◆ **Records from a dataset**:
☆ ☆ ☆ ☆ ☆

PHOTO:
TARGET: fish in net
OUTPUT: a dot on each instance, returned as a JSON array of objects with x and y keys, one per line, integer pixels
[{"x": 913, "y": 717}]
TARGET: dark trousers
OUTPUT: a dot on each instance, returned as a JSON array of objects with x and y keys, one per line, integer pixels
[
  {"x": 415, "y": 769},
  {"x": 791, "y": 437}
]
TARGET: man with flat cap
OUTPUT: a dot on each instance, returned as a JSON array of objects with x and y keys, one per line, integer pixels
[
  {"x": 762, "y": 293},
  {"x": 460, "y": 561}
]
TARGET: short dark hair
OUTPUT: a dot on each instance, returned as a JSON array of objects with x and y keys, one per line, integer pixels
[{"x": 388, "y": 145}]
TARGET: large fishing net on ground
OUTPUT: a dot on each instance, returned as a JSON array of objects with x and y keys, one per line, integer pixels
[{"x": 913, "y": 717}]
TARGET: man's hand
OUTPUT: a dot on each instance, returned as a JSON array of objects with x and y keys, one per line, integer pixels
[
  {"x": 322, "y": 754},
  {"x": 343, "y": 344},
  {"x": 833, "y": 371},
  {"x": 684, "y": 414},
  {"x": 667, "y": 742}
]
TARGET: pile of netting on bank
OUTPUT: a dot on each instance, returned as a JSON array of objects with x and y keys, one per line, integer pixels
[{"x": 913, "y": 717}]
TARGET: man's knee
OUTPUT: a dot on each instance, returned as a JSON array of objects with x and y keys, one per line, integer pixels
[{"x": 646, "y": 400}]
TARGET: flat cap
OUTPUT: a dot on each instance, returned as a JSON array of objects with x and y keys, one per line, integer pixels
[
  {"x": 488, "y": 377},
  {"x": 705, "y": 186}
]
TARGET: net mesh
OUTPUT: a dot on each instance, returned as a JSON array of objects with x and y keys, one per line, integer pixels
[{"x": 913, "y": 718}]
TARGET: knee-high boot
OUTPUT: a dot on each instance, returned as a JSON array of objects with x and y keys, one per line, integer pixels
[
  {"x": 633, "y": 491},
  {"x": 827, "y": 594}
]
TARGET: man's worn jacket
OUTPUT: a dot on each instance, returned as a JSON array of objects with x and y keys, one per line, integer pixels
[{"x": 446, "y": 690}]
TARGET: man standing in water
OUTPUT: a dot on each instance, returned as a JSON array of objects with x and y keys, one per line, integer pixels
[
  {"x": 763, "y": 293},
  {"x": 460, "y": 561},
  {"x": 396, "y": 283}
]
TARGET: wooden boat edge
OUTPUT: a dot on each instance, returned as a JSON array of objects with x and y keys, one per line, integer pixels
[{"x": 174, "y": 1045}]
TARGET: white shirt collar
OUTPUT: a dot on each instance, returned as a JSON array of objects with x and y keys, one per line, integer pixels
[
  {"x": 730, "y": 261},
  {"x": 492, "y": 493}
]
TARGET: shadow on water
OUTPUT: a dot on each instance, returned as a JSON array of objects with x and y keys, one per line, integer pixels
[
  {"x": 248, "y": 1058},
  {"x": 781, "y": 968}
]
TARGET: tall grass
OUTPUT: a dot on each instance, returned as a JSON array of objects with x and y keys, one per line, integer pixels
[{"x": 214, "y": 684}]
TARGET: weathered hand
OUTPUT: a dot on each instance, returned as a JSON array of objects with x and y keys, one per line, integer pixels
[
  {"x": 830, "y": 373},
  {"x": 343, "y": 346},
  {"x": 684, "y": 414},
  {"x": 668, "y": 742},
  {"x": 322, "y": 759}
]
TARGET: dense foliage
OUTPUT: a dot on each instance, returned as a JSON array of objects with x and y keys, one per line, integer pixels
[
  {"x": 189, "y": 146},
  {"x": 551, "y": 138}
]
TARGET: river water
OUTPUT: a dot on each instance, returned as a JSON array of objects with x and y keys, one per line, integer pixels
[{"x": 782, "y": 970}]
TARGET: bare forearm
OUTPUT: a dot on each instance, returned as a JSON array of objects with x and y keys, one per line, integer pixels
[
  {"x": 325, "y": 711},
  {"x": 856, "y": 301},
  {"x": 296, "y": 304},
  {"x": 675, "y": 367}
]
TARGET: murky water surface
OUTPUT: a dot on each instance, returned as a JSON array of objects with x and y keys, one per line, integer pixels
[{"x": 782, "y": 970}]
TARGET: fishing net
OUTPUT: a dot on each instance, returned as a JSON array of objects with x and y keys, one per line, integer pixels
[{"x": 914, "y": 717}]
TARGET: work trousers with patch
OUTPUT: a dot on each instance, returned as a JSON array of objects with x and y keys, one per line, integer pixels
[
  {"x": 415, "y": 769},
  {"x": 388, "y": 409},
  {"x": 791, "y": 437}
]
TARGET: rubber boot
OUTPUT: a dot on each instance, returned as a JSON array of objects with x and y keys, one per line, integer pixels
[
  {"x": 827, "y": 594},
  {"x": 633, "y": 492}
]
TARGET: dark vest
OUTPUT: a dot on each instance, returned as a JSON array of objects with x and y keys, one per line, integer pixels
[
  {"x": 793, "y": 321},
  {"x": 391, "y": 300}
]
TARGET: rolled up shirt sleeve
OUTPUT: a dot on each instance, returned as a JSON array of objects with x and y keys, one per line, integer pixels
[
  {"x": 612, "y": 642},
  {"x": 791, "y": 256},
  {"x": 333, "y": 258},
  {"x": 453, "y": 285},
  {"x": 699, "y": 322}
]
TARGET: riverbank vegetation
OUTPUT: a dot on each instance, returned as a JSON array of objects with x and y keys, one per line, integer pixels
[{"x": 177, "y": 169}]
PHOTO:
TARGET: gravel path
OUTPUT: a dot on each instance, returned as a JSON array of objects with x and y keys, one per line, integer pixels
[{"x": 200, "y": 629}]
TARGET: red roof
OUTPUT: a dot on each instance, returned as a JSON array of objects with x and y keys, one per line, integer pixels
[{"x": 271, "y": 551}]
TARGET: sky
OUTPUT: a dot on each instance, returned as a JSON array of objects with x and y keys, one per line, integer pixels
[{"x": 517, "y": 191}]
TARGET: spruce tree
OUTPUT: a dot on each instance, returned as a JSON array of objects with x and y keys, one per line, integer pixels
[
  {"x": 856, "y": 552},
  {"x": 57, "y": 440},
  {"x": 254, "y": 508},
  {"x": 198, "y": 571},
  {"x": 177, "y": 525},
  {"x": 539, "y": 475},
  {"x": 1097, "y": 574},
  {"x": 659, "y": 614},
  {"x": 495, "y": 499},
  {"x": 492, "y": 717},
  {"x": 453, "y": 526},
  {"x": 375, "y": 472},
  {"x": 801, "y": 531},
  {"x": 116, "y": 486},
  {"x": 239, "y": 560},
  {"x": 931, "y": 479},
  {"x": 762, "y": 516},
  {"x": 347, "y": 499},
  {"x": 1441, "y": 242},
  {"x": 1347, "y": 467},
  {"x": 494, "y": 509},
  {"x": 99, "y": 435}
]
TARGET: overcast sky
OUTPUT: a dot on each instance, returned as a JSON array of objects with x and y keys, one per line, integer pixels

☆ ☆ ☆ ☆ ☆

◆ **Exercise instructions**:
Print all the entries exactly as written.

◆ **Output for this exercise**:
PHOTO:
TARGET: fish in net
OUTPUT: a dot on each instance, returned as a JSON array of objects with x and y keys, one per line, integer pixels
[{"x": 913, "y": 717}]
TARGET: dark trousers
OUTPUT: a dot on each instance, returned as a JSON array of objects with x and y keys, one per line, integer pixels
[
  {"x": 415, "y": 769},
  {"x": 791, "y": 437}
]
TARGET: man with flat cap
OUTPUT: a dot on each instance, returned as a JSON array of objects with x and y keys, one per line, integer pixels
[
  {"x": 762, "y": 293},
  {"x": 460, "y": 561}
]
TARGET: short dark hair
OUTPUT: a dot on each instance, returned as a JSON array of objects with x and y keys, one per line, integer pixels
[{"x": 388, "y": 145}]
TARGET: large fishing net on ground
OUTPUT: a dot on each instance, returned as a JSON array of objects with x and y keys, one per line, integer pixels
[{"x": 913, "y": 717}]
TARGET: man's hand
OUTPUT: a dot on each instance, returned as a JSON array of objects with x and y keys, one per line, integer pixels
[
  {"x": 322, "y": 754},
  {"x": 343, "y": 344},
  {"x": 833, "y": 371},
  {"x": 684, "y": 414},
  {"x": 667, "y": 742}
]
TARGET: pile of netting on bank
OUTPUT: a dot on each instance, returned as a JSON array of objects with x and y keys, one per line, integer pixels
[{"x": 913, "y": 717}]
TARGET: man's knee
OUTPUT: a dot on each instance, returned as a JSON array of objects with x and y keys, one per line, integer pixels
[{"x": 646, "y": 400}]
TARGET: flat cap
OUTPUT: a dot on each instance, returned as a JSON array of objects with x and y keys, one per line, integer pixels
[
  {"x": 488, "y": 377},
  {"x": 705, "y": 186}
]
TARGET: net mesh
OUTPUT: a dot on each instance, returned as a JSON array of objects with x and y keys, one per line, integer pixels
[{"x": 913, "y": 718}]
TARGET: knee-high boot
OUTPUT: a dot on each instance, returned as a JSON array of objects with x and y keys, one per line, integer pixels
[
  {"x": 633, "y": 491},
  {"x": 827, "y": 594}
]
TARGET: man's worn jacket
OUTPUT: a dot on each instance, returned as a JSON array of objects with x and y keys, one per line, integer pixels
[{"x": 446, "y": 690}]
TARGET: man standing in water
OUTPUT: a dot on each instance, returned as a JSON array of objects with x and y keys, one per line, integer pixels
[
  {"x": 763, "y": 293},
  {"x": 460, "y": 561},
  {"x": 396, "y": 283}
]
TARGET: wooden boat edge
OUTPUT: a dot on each instance, returned as a JSON array of objects with x and y keys, one per line, integer pixels
[{"x": 174, "y": 1045}]
TARGET: white shirt collar
OUTPUT: a dot on each instance, returned as a JSON array of objects with x and y keys, one per line, integer pixels
[
  {"x": 730, "y": 261},
  {"x": 492, "y": 493}
]
TARGET: shadow on water
OUTPUT: a dot on each instance, returned as a JSON array of objects with x and y keys, one per line, integer pixels
[
  {"x": 248, "y": 1058},
  {"x": 781, "y": 968}
]
TARGET: tall grass
OUTPUT: a dot on each instance, returned as a JSON array of objects with x and y keys, one per line, integer pixels
[{"x": 214, "y": 684}]
TARGET: weathered hand
OUTPUT: a dot on each instance, returned as a JSON array of objects with x and y keys, one per line, integer pixels
[
  {"x": 830, "y": 373},
  {"x": 343, "y": 346},
  {"x": 684, "y": 414},
  {"x": 668, "y": 742},
  {"x": 322, "y": 759}
]
TARGET: dense foliage
OUTPUT: a dot on each instance, returned as a JSON array of objects with x and y keys, one per line, integer pixels
[
  {"x": 189, "y": 146},
  {"x": 551, "y": 138}
]
TARGET: river water
OUTPUT: a dot on each instance, returned as a JSON array of objects with x and y keys, one per line, integer pixels
[{"x": 782, "y": 970}]
TARGET: bare forearm
OUTPUT: a dot on each instance, returned as a JSON array of objects with x and y keys, one per line, integer pixels
[
  {"x": 325, "y": 711},
  {"x": 856, "y": 301},
  {"x": 296, "y": 304},
  {"x": 675, "y": 367}
]
TARGET: murky water surface
OUTPUT: a dot on each instance, returned as a JSON array of objects with x and y keys, one per line, integer pixels
[{"x": 782, "y": 970}]
TARGET: fishing net
OUTPUT: a dot on each instance, returned as a JSON array of objects with x and y keys, one per line, integer pixels
[{"x": 914, "y": 717}]
TARGET: work trousers with patch
OUTPUT: a dot on each instance, returned as a JSON array of objects with x and y keys, one per line, integer pixels
[
  {"x": 415, "y": 769},
  {"x": 388, "y": 409},
  {"x": 791, "y": 437}
]
TARGET: rubber boot
OUTPUT: a dot on each instance, returned as a JSON array of objects with x and y keys, one per line, integer pixels
[
  {"x": 827, "y": 594},
  {"x": 633, "y": 492}
]
TARGET: dark vest
OUTPUT: a dot on each instance, returned as a JSON array of objects with x and y keys, one per line, integer pixels
[
  {"x": 793, "y": 321},
  {"x": 391, "y": 300}
]
TARGET: rolled up shirt sleeve
OUTPUT: a dot on each instance, returned as a JSON array of objects with x and y keys, one per line, integer pixels
[
  {"x": 612, "y": 642},
  {"x": 791, "y": 256},
  {"x": 333, "y": 258},
  {"x": 453, "y": 285},
  {"x": 699, "y": 322}
]
TARGET: riverbank vegetation
OUTPUT: a dot on each instance, returned as a JSON array of objects with x and y keys, one per line, integer pixels
[{"x": 177, "y": 169}]
PHOTO:
TARGET: gravel path
OUTPUT: a dot on each instance, returned as a JSON array of objects with x and y keys, one per line, integer pixels
[{"x": 200, "y": 629}]
TARGET: red roof
OUTPUT: a dot on each instance, returned as a JSON array of objects with x and y keys, one per line, integer pixels
[{"x": 271, "y": 551}]
TARGET: sky
OUTPUT: a dot on each instance, returned as a JSON array of objects with x and y keys, one per line, integer pixels
[{"x": 517, "y": 191}]
TARGET: spruce tree
OUTPUT: a dot on each instance, returned as a JSON array of objects with x and y keys, one per line, integer pixels
[
  {"x": 856, "y": 552},
  {"x": 57, "y": 440},
  {"x": 254, "y": 508},
  {"x": 198, "y": 571},
  {"x": 177, "y": 525},
  {"x": 539, "y": 475},
  {"x": 1097, "y": 574},
  {"x": 659, "y": 614},
  {"x": 495, "y": 499},
  {"x": 492, "y": 717},
  {"x": 453, "y": 526},
  {"x": 375, "y": 472},
  {"x": 801, "y": 531},
  {"x": 116, "y": 486},
  {"x": 239, "y": 560},
  {"x": 931, "y": 479},
  {"x": 762, "y": 516},
  {"x": 347, "y": 499},
  {"x": 1441, "y": 242},
  {"x": 1347, "y": 467},
  {"x": 494, "y": 509},
  {"x": 99, "y": 435}
]
TARGET: overcast sky
OUTPUT: a dot on each instance, returned as a JSON array of objects with x and y keys, one per line, integer pixels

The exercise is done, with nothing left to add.